TEXTO PRESENTADO:
·····
Día Noventa y ocho: Petrarca, nacido para la modernidad


Valéry indudablemente estaba equivocado cuando escribía aquello de que «Hay que ser verdaderamente estúpido para atribuir a un poeta los sentimientos que aparecen en sus versos», o que «Es un dicho gracioso y trillado afirmar que el poeta expresa sus dolores, sus grandezas y sus aspiraciones en sus versos. Eso sólo es verdad en poetas vulgares...» porque, dígaseme como es posible, por tanto, que uno de los más grandes poetas de Occidente de todos los tiempos, «el primer gran poeta moderno», pudo dedicarse durante cerca de cincuenta años a transmitir mediante los versos de su Canzoniere los sentimientos hacia su amada Laura junto con sus dolores y aspiraciones personales.
    Y ya que hemos citado al poeta Valéry, ¿no es casualidad que el gran poeta Petrarca hubiera estudiado también leyes en Montpellier seiscientos años antes que él?, ¿que durante aproximadamente cincuenta años, los dos fielmente se dedicaran uno a su Cancionero y el otro a sus Cuadernos?, ¿que ambos se enamorasen profundamente y a la misma edad, uno en Avignon y el otro en Montpellier, de dos mujeres misteriosas —Laura y madame Rovira— que tanto les influyeron en sus vidas aunque en sentidos opuestos?... Hay más concomitancias pero las expuestas me son suficientes para señalar mi perplejidad. Pero ¿por qué hoy aquí Petrarca y no otro? Pues bien, no se piense que la respuesta tiene que ver algo con Valéry; olvidémoslo.

   La respuesta a esta pregunta es sin embargo clave puesto que soy consciente de que me estoy saltando a Dante o a Boccaccio, tan cercanos a él, uno antecesor y otro posterior o más joven. Y esa clave reside —y ya estamos entrando en harina— en el papel jugado por Petrarca en el futuro y pleno humanismo de Europa, en su arrolladora personalidad y en la directa o indirecta imitación de su Canzoniere; sus temas, su ideología, sus procedimientos estilísticos, sus formas; esto es: lo que será denominado «petrarquismo» y que desde su tiempo, la Baja Edad Media, será cultivado a través del Humanismo del siglo XV, durante todo el Renacimiento, en pleno Barroco, y que llegará hasta nuestros días en el siglo XX.
·····
LISTA DE ÍTEMS:
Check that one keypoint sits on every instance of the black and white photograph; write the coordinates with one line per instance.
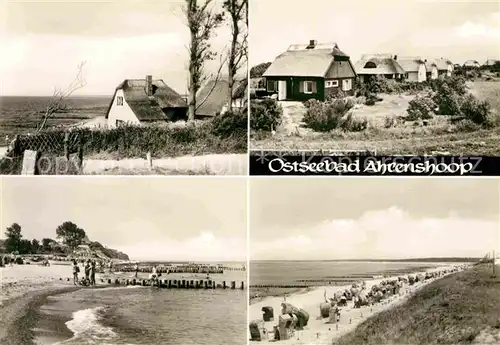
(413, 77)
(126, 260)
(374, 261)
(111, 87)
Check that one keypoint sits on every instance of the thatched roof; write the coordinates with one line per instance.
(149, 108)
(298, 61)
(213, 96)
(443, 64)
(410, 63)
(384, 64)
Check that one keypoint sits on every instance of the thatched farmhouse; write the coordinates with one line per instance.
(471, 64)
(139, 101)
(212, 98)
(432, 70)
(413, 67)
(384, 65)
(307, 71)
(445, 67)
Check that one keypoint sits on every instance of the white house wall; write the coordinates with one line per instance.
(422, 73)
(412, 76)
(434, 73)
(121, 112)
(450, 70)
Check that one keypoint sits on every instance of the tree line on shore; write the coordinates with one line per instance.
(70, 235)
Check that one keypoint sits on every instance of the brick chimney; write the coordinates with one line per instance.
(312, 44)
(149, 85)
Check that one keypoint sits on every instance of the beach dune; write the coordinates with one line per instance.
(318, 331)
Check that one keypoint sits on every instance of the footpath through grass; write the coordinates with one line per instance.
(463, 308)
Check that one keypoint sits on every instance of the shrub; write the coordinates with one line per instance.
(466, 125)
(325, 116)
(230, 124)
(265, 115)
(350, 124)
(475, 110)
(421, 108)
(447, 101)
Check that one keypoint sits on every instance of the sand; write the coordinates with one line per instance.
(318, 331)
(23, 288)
·····
OBJETIVOS:
a. Según el texto sobre Petrarca, ¿en qué ciudad estudió leyes Petrarca?
b. Prosigue el texto sobre Petrarca a partir de su última oración.

RESULTADOS DEL EJERCICIO:
a. En Montpellier.

b.
   Respecto a las diferencias entre el autor de la Comedia (a la cual Dante no la llamó nunca divina) y el autor del Canzoniere —obras ambas escritas en verso y en el idioma vulgar, el toscano—, las diferencias, digo, son muchísimas según los que saben de ambos. De entrada les separa la pasión de Petrarca por la antigüedad al dedicarse por entero a los estudios clásicos (Cicerón, Virgilio, Livio) despreciando la cultura medieval y escolástica en la que en cambio Dante se había formado y la había asumido. Se ha dicho entre otras cosas de Petrarca que fue un innovador, un intelectual original y ya humanista, y ello además de estar siempre libre de los condicionamientos políticos vinculados a la realidad local como había ocurrido con Dante —precisamente amigo de su padre— el cual había nacido treinta y nueve años antes que nuestro poeta de hoy. Y, no obstante, a pesar de que en general la actitud de Petrarca hacia su gran predecesor nunca al parecer fue sosegada sino compleja y sin duda conflictiva, y a menudo dejó bien clara la irreductible distancia que los separaba, lo calificó respetuosamente de «guía de nuestro idioma vulgar».
La relación con Boccaccio, tan sólo nueve años más joven que nuestro poeta, fue sin embargo muy distinta. Boccaccio fue su amigo, su gran admirador, su mayor discípulo y, por tanto, un humanista como él. Entre sus innumerables cartas existe una dirigida al autor del conocido compendio de historias eróticas y carnales; es la conocida como el «testamento espiritual» de Petrarca en la que le habla a su amigo y discípulo de la necesidad de seguir con el estudio y la escritura a pesar de la vejez y de los dolores. Viene bien decir ahora, aunque sea prematuro, que fue encontrado sin vida sobre uno de sus libros a los setenta años.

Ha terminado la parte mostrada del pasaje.